# Record set
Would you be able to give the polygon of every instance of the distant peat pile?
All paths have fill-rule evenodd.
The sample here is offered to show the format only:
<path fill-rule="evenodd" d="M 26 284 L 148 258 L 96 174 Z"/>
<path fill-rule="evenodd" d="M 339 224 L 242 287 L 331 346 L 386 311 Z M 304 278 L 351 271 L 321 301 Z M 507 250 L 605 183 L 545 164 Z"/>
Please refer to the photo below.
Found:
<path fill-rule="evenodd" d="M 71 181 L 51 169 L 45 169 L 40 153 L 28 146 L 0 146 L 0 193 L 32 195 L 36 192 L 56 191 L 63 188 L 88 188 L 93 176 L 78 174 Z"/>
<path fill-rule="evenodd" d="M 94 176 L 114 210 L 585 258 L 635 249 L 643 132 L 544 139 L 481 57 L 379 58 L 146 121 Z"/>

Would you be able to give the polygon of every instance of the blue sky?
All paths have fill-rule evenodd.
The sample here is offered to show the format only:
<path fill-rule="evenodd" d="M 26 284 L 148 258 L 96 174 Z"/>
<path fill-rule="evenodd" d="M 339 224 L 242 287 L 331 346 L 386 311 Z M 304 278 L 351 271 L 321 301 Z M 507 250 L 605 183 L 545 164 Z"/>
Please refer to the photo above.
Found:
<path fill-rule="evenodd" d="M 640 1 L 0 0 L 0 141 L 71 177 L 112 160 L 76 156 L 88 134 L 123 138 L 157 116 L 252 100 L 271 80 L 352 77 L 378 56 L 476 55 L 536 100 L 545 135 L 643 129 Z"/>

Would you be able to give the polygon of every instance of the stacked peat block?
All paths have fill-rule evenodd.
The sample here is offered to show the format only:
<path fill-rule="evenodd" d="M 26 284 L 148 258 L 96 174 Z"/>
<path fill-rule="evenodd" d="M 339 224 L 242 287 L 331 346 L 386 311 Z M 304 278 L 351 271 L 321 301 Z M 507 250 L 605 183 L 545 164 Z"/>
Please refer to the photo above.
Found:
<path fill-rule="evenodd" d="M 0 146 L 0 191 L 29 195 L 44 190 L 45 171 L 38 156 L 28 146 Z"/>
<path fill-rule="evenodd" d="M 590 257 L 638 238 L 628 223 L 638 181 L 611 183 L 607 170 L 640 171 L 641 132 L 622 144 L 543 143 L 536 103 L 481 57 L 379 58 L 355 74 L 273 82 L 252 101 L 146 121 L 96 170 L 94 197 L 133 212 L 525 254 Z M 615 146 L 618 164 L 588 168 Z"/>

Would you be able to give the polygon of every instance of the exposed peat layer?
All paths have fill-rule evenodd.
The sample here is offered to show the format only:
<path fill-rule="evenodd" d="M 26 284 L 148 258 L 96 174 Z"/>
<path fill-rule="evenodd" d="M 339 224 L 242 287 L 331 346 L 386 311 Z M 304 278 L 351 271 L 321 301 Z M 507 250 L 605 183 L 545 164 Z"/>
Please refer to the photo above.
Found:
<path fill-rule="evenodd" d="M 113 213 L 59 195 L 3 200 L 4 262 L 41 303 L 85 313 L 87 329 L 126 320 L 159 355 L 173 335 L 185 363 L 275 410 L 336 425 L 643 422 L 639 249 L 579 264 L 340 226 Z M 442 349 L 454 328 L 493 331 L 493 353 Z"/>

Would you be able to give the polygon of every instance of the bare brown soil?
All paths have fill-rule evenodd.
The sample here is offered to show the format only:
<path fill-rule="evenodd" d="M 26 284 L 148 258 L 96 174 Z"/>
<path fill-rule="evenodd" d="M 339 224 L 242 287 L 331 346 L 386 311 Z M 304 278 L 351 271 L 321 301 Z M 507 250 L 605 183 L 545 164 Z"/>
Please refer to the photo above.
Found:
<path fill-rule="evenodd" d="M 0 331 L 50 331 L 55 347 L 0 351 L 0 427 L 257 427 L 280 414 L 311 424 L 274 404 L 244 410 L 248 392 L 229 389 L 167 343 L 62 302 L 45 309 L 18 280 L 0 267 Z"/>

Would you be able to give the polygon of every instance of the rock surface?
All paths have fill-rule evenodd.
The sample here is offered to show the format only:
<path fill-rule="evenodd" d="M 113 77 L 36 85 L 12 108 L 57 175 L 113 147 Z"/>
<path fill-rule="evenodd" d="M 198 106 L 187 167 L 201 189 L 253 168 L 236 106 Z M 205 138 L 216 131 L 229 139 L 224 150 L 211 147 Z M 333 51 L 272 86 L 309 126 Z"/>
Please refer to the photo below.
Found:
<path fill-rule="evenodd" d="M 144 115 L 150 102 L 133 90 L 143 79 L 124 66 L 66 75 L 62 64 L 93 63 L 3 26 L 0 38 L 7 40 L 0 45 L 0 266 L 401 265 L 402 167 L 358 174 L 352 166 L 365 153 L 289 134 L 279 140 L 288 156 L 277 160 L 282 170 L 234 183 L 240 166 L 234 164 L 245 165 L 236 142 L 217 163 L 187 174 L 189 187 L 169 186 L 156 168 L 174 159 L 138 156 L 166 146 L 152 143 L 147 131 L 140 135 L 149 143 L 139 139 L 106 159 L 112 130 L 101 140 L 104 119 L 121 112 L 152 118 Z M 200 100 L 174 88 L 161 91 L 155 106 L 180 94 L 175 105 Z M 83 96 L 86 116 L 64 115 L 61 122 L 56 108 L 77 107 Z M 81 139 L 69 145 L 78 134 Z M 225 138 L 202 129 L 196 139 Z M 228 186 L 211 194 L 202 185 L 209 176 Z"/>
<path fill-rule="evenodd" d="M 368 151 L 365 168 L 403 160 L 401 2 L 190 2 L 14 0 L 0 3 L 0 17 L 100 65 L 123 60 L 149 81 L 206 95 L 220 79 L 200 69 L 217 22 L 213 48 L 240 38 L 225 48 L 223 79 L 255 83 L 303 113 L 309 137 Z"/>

# Requirements
Reproduce all of the rows above word for word, including every answer line.

# Answer for this exercise
Would you be able to give the polygon of every instance of the distant peat pile?
All paths have fill-rule evenodd.
The sample here is offered to show the format only:
<path fill-rule="evenodd" d="M 26 284 L 148 258 L 96 174 Z"/>
<path fill-rule="evenodd" d="M 339 224 L 242 287 L 331 346 L 386 311 Z M 304 278 L 351 271 L 321 301 Z M 507 250 L 605 183 L 545 164 Z"/>
Please refer to the photo below.
Found:
<path fill-rule="evenodd" d="M 71 181 L 51 169 L 45 169 L 40 153 L 28 146 L 0 146 L 0 193 L 32 195 L 36 192 L 56 191 L 63 188 L 88 188 L 93 176 L 78 174 Z"/>
<path fill-rule="evenodd" d="M 94 176 L 114 210 L 585 258 L 635 249 L 643 132 L 544 139 L 481 57 L 379 58 L 146 121 Z"/>

Would you be able to give the polygon of every instance of the blue sky?
All paths have fill-rule evenodd.
The sample here is offered to show the format only:
<path fill-rule="evenodd" d="M 26 284 L 148 258 L 96 174 Z"/>
<path fill-rule="evenodd" d="M 339 224 L 242 287 L 331 346 L 386 311 Z M 304 278 L 351 271 L 321 301 Z M 507 250 L 605 183 L 545 164 Z"/>
Please refer to the photo above.
Found:
<path fill-rule="evenodd" d="M 640 1 L 0 0 L 0 141 L 71 177 L 112 160 L 76 156 L 88 134 L 123 138 L 157 116 L 252 100 L 271 80 L 352 77 L 378 56 L 476 55 L 536 100 L 545 135 L 643 129 Z"/>

Would you be able to give the polygon of every instance of the stacked peat block?
All paths have fill-rule evenodd.
The sample here is offered to show the format only:
<path fill-rule="evenodd" d="M 26 284 L 148 258 L 96 174 Z"/>
<path fill-rule="evenodd" d="M 339 224 L 242 287 L 331 346 L 386 311 Z M 304 278 L 351 271 L 321 301 Z M 507 250 L 605 183 L 545 164 Z"/>
Please refer to the photo above.
Found:
<path fill-rule="evenodd" d="M 0 146 L 0 191 L 29 195 L 44 190 L 45 171 L 38 156 L 28 146 Z"/>
<path fill-rule="evenodd" d="M 590 257 L 638 238 L 628 223 L 638 181 L 611 183 L 607 170 L 640 171 L 641 132 L 622 144 L 543 143 L 536 103 L 481 57 L 379 58 L 355 74 L 273 82 L 252 101 L 146 121 L 96 170 L 94 197 L 133 212 L 525 254 Z M 615 146 L 618 164 L 588 168 Z"/>

Would you be able to give the polygon of every instance of the exposed peat layer?
All paths have fill-rule evenodd.
The sample here is offered to show the format only:
<path fill-rule="evenodd" d="M 26 284 L 148 258 L 96 174 Z"/>
<path fill-rule="evenodd" d="M 339 224 L 242 287 L 331 346 L 386 311 Z M 304 278 L 351 271 L 321 301 Z M 507 250 L 605 183 L 545 164 Z"/>
Please refer to the photo above.
Found:
<path fill-rule="evenodd" d="M 113 213 L 59 195 L 3 200 L 4 262 L 41 303 L 85 313 L 87 329 L 126 320 L 159 355 L 173 335 L 185 363 L 275 410 L 336 425 L 643 422 L 639 249 L 579 264 L 340 226 Z M 442 349 L 454 328 L 493 331 L 493 353 Z"/>

Would you be able to give the polygon of every instance of the bare brown soil?
All paths have fill-rule evenodd.
The sample here is offered to show the format only:
<path fill-rule="evenodd" d="M 26 284 L 148 258 L 96 174 Z"/>
<path fill-rule="evenodd" d="M 339 224 L 242 287 L 331 346 L 386 311 Z M 304 278 L 351 271 L 321 301 Z M 507 250 L 605 183 L 545 164 Z"/>
Please refer to the photo above.
Found:
<path fill-rule="evenodd" d="M 0 331 L 50 331 L 55 347 L 0 351 L 0 427 L 257 427 L 280 414 L 311 424 L 274 404 L 244 410 L 248 392 L 229 389 L 167 343 L 62 302 L 45 309 L 18 280 L 0 267 Z"/>

Would you be able to give the polygon of every instance of the rock surface?
All paths have fill-rule evenodd.
The sample here is offered to show the format only:
<path fill-rule="evenodd" d="M 113 77 L 36 85 L 12 108 L 57 175 L 113 147 Z"/>
<path fill-rule="evenodd" d="M 198 106 L 187 167 L 201 189 L 253 168 L 236 106 Z M 205 138 L 216 131 L 229 139 L 224 150 L 211 147 Z M 333 51 L 272 86 L 309 126 Z"/>
Please refer to the photo below.
Found:
<path fill-rule="evenodd" d="M 144 115 L 150 102 L 133 90 L 143 79 L 124 66 L 66 75 L 62 64 L 93 63 L 3 26 L 0 38 L 7 40 L 0 45 L 0 266 L 401 265 L 402 167 L 358 174 L 352 166 L 365 153 L 289 134 L 279 140 L 288 156 L 277 160 L 282 170 L 234 183 L 240 166 L 234 164 L 245 165 L 236 142 L 217 163 L 187 174 L 189 187 L 169 186 L 156 168 L 174 159 L 138 156 L 166 146 L 152 143 L 147 131 L 140 135 L 149 143 L 139 139 L 106 159 L 112 130 L 101 140 L 104 119 L 121 112 L 152 118 Z M 200 100 L 174 88 L 161 91 L 155 106 L 180 94 L 175 105 Z M 83 96 L 86 116 L 64 115 L 61 122 L 56 108 L 77 107 Z M 81 139 L 69 145 L 78 134 Z M 225 138 L 202 129 L 196 139 Z M 228 186 L 211 194 L 202 185 L 209 176 Z"/>
<path fill-rule="evenodd" d="M 368 151 L 365 168 L 403 160 L 401 2 L 190 2 L 14 0 L 0 3 L 0 17 L 100 65 L 123 60 L 149 81 L 206 95 L 220 79 L 200 69 L 217 22 L 213 48 L 240 38 L 225 48 L 223 79 L 255 83 L 303 113 L 309 137 Z"/>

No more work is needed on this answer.